» Action item
Write out the entries below exactly as they stand. Skip every image.

» Data listing
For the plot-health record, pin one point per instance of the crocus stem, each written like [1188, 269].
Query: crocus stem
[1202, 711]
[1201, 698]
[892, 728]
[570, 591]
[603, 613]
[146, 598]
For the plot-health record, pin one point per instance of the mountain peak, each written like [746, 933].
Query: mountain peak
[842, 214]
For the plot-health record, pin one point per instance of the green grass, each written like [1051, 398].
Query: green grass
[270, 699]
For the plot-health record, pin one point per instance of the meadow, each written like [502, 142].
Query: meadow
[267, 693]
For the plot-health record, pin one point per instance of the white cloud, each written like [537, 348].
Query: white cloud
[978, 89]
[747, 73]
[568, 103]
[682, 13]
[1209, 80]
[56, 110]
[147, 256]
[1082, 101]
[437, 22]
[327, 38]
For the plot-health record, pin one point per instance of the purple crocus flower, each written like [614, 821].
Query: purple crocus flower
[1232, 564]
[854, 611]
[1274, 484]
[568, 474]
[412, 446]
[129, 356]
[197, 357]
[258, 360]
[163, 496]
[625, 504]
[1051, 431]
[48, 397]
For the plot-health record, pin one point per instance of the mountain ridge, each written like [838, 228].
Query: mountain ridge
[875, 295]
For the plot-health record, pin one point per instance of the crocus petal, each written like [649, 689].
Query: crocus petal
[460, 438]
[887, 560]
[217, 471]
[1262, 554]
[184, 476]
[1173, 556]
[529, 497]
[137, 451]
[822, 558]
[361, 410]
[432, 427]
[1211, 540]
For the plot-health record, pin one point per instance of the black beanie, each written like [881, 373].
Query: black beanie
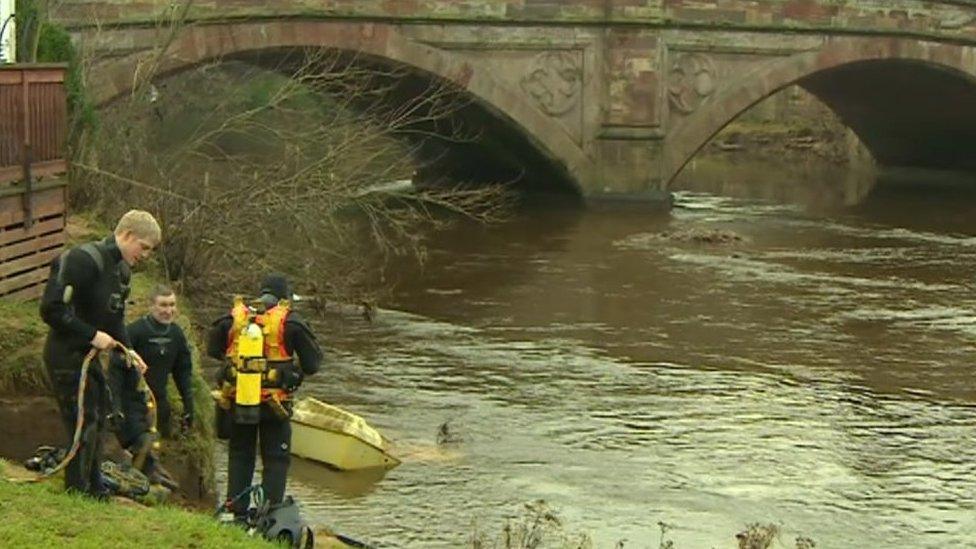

» Answer to this exercise
For the plot-health record, pin one point per instance of the crocus stem, each written like [1188, 269].
Query: crocus stem
[1202, 711]
[1201, 698]
[892, 728]
[570, 591]
[603, 613]
[146, 598]
For the plot-health record, pin one point per instance of the mountain peak, each written like [746, 933].
Query: mountain peak
[842, 214]
For the plot-health record, pin one point per instance of the green grass, each written like [1051, 398].
Query: green grass
[270, 699]
For the plot-health record, pin one point per instance of the meadow, each written like [502, 142].
Query: meadow
[267, 693]
For the plot-health record, pin one point per instance of the white cloud, each written like [537, 348].
Query: white cloud
[978, 89]
[747, 73]
[568, 103]
[682, 13]
[1209, 80]
[56, 110]
[147, 256]
[1082, 101]
[437, 22]
[327, 38]
For the plot-health record, pin one point per instance of the purple crocus flower, each written like [614, 821].
Query: purple crocus flower
[1232, 564]
[854, 611]
[1274, 484]
[568, 474]
[412, 446]
[129, 356]
[197, 357]
[258, 360]
[163, 496]
[625, 504]
[1051, 431]
[48, 397]
For the plot-health record, pin one point per instance of the mountain ridge, each written like [838, 228].
Query: mountain ridge
[875, 295]
For the plot-health record, pin one point per instance of the crocus petal, each written like [649, 689].
Query: crocus petal
[460, 438]
[887, 560]
[217, 471]
[1262, 554]
[184, 476]
[1173, 556]
[529, 497]
[137, 451]
[822, 558]
[361, 410]
[432, 427]
[1211, 540]
For the plot-health record, pin one point per instance of the black beanie, each written like [881, 373].
Query: black beanie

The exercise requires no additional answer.